--- Entries supplied ---
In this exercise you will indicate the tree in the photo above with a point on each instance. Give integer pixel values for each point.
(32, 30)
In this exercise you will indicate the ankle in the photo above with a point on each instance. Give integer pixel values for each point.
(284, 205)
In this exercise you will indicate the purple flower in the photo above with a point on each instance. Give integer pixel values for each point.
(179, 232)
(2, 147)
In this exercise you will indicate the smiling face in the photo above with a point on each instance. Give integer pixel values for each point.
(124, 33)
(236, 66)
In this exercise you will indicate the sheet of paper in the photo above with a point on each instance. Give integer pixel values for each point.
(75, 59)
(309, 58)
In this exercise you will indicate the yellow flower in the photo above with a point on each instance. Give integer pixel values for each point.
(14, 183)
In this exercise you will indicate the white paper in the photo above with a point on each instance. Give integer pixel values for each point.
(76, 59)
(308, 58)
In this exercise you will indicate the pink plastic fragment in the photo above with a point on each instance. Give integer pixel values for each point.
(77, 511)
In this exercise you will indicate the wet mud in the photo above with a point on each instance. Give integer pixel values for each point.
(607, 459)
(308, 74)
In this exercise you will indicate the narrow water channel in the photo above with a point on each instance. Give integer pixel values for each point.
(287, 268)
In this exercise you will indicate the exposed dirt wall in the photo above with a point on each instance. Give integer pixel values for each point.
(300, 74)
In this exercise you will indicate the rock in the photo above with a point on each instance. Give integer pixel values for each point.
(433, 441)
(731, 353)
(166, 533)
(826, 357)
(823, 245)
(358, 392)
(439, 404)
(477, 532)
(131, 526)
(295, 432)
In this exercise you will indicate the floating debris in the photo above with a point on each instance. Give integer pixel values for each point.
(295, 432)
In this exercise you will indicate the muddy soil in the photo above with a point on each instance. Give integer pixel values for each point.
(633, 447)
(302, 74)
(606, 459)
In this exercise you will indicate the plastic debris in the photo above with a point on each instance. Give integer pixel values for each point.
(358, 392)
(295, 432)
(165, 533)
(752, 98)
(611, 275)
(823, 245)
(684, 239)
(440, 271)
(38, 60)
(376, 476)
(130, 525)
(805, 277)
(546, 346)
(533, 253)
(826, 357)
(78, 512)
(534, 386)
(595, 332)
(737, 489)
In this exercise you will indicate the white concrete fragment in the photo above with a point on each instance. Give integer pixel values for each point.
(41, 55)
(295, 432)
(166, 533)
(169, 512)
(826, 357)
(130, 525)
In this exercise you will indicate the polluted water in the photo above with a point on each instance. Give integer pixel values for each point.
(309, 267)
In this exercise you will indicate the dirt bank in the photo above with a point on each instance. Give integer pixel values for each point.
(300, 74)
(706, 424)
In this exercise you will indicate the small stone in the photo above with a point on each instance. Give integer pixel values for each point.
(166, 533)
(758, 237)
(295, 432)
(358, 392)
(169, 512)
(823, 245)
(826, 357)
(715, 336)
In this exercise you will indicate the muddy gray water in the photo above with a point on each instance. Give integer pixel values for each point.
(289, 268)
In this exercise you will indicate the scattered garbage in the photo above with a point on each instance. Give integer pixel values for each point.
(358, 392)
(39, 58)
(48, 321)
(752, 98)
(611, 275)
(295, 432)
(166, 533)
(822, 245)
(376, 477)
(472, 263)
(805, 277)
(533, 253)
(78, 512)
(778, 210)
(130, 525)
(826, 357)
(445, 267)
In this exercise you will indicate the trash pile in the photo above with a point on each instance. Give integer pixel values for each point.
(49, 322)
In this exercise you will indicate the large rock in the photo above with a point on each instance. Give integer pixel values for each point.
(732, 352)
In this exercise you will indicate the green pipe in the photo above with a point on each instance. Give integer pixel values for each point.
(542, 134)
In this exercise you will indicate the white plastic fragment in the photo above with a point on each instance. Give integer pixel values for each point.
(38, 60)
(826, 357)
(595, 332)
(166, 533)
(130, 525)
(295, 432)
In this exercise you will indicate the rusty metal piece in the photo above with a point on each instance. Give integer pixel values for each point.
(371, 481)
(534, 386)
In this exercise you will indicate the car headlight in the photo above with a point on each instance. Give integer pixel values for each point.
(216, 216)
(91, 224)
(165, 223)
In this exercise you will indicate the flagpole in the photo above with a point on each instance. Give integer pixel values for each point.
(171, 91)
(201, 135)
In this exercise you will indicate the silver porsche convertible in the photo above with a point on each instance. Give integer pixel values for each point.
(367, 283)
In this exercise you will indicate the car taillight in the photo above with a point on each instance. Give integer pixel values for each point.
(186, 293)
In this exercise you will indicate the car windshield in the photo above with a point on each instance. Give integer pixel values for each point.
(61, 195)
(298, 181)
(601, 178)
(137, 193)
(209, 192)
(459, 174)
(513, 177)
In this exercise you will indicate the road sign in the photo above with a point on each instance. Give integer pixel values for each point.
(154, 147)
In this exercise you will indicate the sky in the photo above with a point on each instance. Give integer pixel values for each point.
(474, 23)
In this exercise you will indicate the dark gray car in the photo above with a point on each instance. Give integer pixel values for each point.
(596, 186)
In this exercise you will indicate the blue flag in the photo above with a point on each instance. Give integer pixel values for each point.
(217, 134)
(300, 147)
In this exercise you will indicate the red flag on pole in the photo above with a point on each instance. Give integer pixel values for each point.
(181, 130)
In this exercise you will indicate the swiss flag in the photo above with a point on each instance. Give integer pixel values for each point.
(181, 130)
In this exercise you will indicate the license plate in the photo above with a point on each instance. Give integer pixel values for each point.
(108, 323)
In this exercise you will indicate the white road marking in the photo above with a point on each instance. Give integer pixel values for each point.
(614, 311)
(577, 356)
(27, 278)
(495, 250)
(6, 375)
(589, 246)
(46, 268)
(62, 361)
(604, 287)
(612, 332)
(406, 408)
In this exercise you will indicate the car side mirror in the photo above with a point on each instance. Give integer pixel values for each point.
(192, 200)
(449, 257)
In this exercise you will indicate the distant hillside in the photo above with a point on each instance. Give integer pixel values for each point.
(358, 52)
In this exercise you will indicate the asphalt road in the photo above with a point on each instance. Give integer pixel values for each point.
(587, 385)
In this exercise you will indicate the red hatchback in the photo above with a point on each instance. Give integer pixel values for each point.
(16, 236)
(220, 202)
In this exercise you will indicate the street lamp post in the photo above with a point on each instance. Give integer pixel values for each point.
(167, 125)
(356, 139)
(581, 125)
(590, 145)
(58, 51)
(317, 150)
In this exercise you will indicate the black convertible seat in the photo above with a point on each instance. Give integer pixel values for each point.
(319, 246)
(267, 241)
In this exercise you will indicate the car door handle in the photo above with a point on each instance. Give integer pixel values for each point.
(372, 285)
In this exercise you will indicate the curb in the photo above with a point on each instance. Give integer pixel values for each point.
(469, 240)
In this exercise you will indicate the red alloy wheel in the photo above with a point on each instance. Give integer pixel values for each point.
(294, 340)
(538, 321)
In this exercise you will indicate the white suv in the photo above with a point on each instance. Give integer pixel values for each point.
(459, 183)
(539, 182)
---
What to work on ▸ Please reproduce the data as it was given, with every line exact.

Exercise answer ▸
In this exercise you will indicate the tree in the photo above with a point on each instance. Give integer pixel values for each point.
(32, 30)
In this exercise you will indicate the ankle in the photo above with a point on each instance. Give integer pixel values for each point.
(284, 205)
In this exercise you will indicate the purple flower in the photo above with a point on each instance. Give integer pixel values for each point.
(179, 232)
(2, 147)
In this exercise you will indicate the smiling face in the photo above with a point on each instance. Give integer pixel values for each point.
(124, 33)
(236, 66)
In this exercise you will indicate the sheet of paper in the photo above with a point on each instance. Give integer pixel values for each point.
(75, 59)
(309, 58)
In this exercise you will indicate the yellow flower in the photo above with a point on each instance. Give integer pixel values for each point.
(14, 183)
In this exercise you will indicate the white paper in the photo above with a point on each instance. Give integer pixel values for each point.
(76, 59)
(308, 58)
In this exercise you will indicate the pink plastic fragment in the photo above with a point on each instance. Give integer pixel values for each point.
(77, 511)
In this exercise you will indicate the wet mud in the photo above with a point on each instance. Give integer pixel values for each point.
(607, 459)
(308, 74)
In this exercise you will indicate the narrow water channel in the photo above with a point on each instance. Give integer pixel values for each point.
(287, 268)
In this exercise you will indicate the exposed dirt wall in the photo above with a point on each instance. Give integer pixel values for each point.
(300, 74)
In this exercise you will indicate the rock in the photo above with a point on each instance. Give integer pixel values for each point.
(433, 441)
(731, 353)
(166, 533)
(826, 357)
(823, 245)
(358, 392)
(439, 404)
(477, 532)
(131, 526)
(295, 432)
In this exercise you will indicate the floating debris in the photo above with a point on each instance. Give integer pixel values for each point.
(295, 432)
In this exercise you will indicate the muddy soil in the photo above with a point on each instance. Give integer pixel values for each point.
(633, 447)
(302, 74)
(606, 459)
In this exercise you will indicate the plastic debris in the photo above with a point on each instance. Give integer pixel values for each point.
(358, 392)
(295, 432)
(165, 533)
(752, 98)
(611, 275)
(823, 245)
(684, 239)
(440, 271)
(38, 60)
(376, 476)
(130, 525)
(805, 277)
(546, 346)
(533, 253)
(826, 357)
(78, 512)
(534, 386)
(595, 332)
(737, 489)
In this exercise you will indicate the white concrete fragment in the photo above with a point on each instance. Give integer pixel values for each point.
(41, 55)
(295, 432)
(166, 533)
(169, 512)
(826, 357)
(130, 525)
In this exercise you will indicate the polluted water in the photo above with a point on each instance. Give integer pixel values for each point.
(309, 267)
In this exercise you will indicate the dirt bank in the photo above with a point on each instance. Give integer pixel values for each point.
(300, 74)
(706, 424)
In this exercise you will indicate the small stone in the photo above with a point on each instance. Give integer pixel values for each point.
(166, 533)
(758, 237)
(295, 432)
(358, 392)
(169, 512)
(823, 245)
(826, 357)
(715, 336)
In this exercise you will indicate the muddy gray water in the photo above with a point on each instance. Give integer pixel values for each point.
(289, 268)
In this exercise you will indicate the scattered garbage in the photo above with a point on each instance. Give integer pixel values for each point.
(358, 392)
(39, 58)
(48, 321)
(752, 98)
(611, 275)
(295, 432)
(166, 533)
(822, 245)
(376, 477)
(472, 263)
(805, 277)
(533, 253)
(78, 512)
(778, 210)
(130, 525)
(826, 357)
(445, 267)
In this exercise you will indicate the trash pile in the photo above with a point on each instance. Give integer pixel values for each point.
(49, 322)
In this exercise you will indicate the large rock in the photo above with a point on each instance. Give integer pixel values for each point.
(732, 352)
In this exercise you will indicate the green pipe in the photo above with a point on each instance. Give integer pixel values for each point.
(542, 134)
In this exercise you will indicate the white plastic fragment in the photo above with a point on each instance. Give integer pixel values for each point.
(38, 60)
(826, 357)
(595, 332)
(166, 533)
(130, 525)
(295, 432)
In this exercise you will indicate the rusty metal piece in the photo above with a point on each instance. Give integer pixel values for each point.
(371, 481)
(534, 386)
In this exercise you will indicate the car headlight in the photo above with a point on each instance. Give integer pixel values for each point.
(216, 216)
(91, 224)
(165, 223)
In this exercise you will indicate the flagpole in the photo above with a point on each instance. Give integer pixel values for each point.
(171, 91)
(201, 135)
In this exercise you will indicate the silver porsche convertible in the photo above with a point on each instance. Give integer pixel values for each point.
(367, 283)
In this exercise you will indicate the car taillight in the photo above with a point on each instance. Give integer pixel values for each point.
(186, 293)
In this exercise you will indicate the car windshield in the photo above with a point on each instance. Give integer pixel values for each point.
(61, 195)
(298, 181)
(601, 178)
(137, 193)
(209, 192)
(459, 174)
(513, 177)
In this exercise you will indicate the road sign in the photo above with a point on each instance. Give integer pixel values for each point.
(154, 147)
In this exercise you will indicate the sky in the photo above with a point on each instance. Give integer pixel values for each point.
(474, 23)
In this exercise you will indicate the dark gray car in the photo above with a point on each instance. Give integer pixel values for each point.
(596, 186)
In this exercise you will indicate the blue flag in the photo above with a point on each instance. Give integer pixel values for each point.
(217, 134)
(300, 147)
In this exercise you will indicate the red flag on pole in the photo above with a point on each instance. Give integer pixel values for each point.
(181, 130)
In this exercise you will indicate the swiss flag in the photo above with a point on each instance. Give integer pixel values for each point.
(181, 130)
In this exercise you will indicate the license plate in the photo above with a point on each instance. Give integer pixel values for each point.
(108, 323)
In this exercise you will indicate the white road marking in the photo above with a point on each instance. Give integer pixel values for each point.
(614, 311)
(577, 356)
(27, 278)
(495, 250)
(6, 375)
(589, 246)
(46, 268)
(62, 361)
(604, 287)
(612, 332)
(406, 408)
In this exercise you will indicate the car side mirror in the photo above with a point on each instance. Give integer pixel values for each point.
(192, 200)
(449, 257)
In this exercise you will indicate the distant hillside in the photo above with a point on each instance. Give integer pixel values for each point.
(358, 52)
In this exercise you will indicate the asphalt road in the photo above with a point on each instance. Give integer pixel values for each point.
(587, 385)
In this exercise you will indicate the red hatchback in the photo above with a point on each instance. Give integer pixel values for each point.
(16, 236)
(220, 202)
In this exercise you will indicate the street lamp post in the photo above with a point on each instance. Give integer pixel values for each point.
(167, 125)
(356, 139)
(581, 125)
(590, 145)
(58, 51)
(317, 150)
In this exercise you will indicate the black convertible seat in the photo above with a point on each instance. Give integer pixel values for each point.
(319, 246)
(267, 241)
In this exercise you will indicate the car door handle in the photo above with a point on each instance. Give integer pixel values for each point.
(372, 285)
In this exercise you will indicate the curb in the photo above with a point on each instance. Give integer pixel values for each point.
(469, 240)
In this exercise you will indicate the red alloy wheel in the photo above with a point on each instance. Give integer pixel values for each point.
(294, 340)
(538, 321)
In this exercise you will indicate the white suv in the photo above with a point on each instance. Give integer pixel values for each point.
(459, 183)
(539, 182)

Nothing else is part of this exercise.